### Natural language region descriptions
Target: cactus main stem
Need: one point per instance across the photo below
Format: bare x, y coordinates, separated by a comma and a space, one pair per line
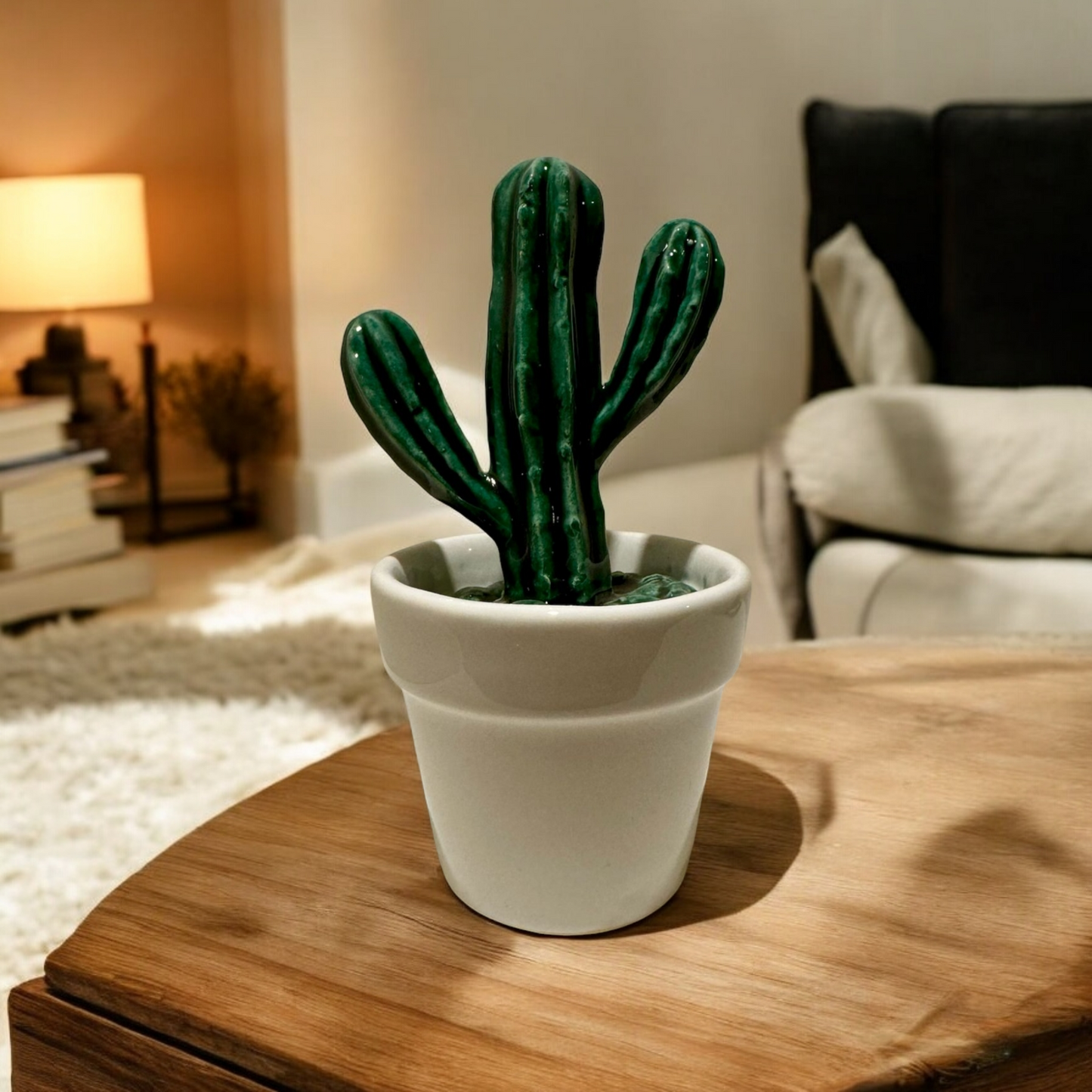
543, 376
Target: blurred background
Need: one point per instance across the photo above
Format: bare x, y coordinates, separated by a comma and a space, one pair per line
308, 159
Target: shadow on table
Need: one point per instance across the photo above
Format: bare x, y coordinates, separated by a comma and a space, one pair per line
749, 834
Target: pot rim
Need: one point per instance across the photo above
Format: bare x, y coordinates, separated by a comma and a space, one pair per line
389, 579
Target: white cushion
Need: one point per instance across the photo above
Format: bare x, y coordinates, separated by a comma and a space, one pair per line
976, 468
877, 339
868, 586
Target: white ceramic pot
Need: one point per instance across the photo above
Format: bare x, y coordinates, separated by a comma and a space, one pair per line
562, 749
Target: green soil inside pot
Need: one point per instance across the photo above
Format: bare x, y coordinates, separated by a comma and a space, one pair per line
625, 588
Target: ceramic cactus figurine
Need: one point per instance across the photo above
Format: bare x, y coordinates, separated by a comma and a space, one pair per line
552, 422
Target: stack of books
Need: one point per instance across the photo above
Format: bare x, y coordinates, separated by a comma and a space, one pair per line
56, 554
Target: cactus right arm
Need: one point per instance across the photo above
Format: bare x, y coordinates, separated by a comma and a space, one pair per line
394, 390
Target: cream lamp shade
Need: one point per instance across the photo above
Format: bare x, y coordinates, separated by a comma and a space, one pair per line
74, 242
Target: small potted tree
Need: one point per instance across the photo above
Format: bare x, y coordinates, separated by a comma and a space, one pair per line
562, 682
232, 407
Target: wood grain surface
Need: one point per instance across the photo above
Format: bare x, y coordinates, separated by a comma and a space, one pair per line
891, 888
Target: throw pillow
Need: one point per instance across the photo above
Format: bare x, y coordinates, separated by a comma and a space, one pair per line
875, 334
977, 468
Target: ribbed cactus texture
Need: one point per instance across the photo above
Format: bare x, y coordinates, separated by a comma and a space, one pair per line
552, 421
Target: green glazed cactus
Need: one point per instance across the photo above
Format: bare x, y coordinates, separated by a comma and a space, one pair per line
552, 422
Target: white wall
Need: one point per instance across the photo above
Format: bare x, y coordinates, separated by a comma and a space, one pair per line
403, 114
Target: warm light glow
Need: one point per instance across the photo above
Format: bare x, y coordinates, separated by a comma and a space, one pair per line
73, 242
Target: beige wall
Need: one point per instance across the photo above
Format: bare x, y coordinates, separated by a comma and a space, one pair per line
144, 86
403, 115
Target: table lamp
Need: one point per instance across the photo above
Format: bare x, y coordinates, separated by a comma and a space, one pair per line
69, 243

### WHAT TO PRODUCE
Please copy every line of the data that carries the string "green".

### REPLY
Target: green soil inside pot
Target: green glazed cactus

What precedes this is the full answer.